## GIVEN PROBLEM
Revise the stretch of the material from the line containing "# test: point on every instance of the blue" through the end of the material, replacing "blue sky" with "clear sky" and leaving everything else unchanged. Return only those lines.

.....

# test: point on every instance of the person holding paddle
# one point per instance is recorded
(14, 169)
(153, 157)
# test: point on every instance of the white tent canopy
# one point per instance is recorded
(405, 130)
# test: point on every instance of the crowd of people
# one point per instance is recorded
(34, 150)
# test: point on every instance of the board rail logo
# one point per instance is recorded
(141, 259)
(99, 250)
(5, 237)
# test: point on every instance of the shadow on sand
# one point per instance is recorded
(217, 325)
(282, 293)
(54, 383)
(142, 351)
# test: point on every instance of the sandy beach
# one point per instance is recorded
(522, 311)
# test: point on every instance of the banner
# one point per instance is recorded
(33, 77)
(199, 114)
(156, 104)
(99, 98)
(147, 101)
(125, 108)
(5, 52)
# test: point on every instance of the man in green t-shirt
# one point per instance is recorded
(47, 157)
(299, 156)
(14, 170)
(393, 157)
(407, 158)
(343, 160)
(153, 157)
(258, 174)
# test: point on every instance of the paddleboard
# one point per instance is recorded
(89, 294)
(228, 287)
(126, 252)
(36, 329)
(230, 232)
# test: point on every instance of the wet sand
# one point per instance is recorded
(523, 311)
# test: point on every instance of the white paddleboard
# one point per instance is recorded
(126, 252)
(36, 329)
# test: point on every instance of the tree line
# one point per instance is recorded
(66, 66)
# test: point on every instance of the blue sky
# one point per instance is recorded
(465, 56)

.....

## EXPECTED OUTPUT
# test: point on every instance of the clear sky
# one point per instance is recorded
(465, 56)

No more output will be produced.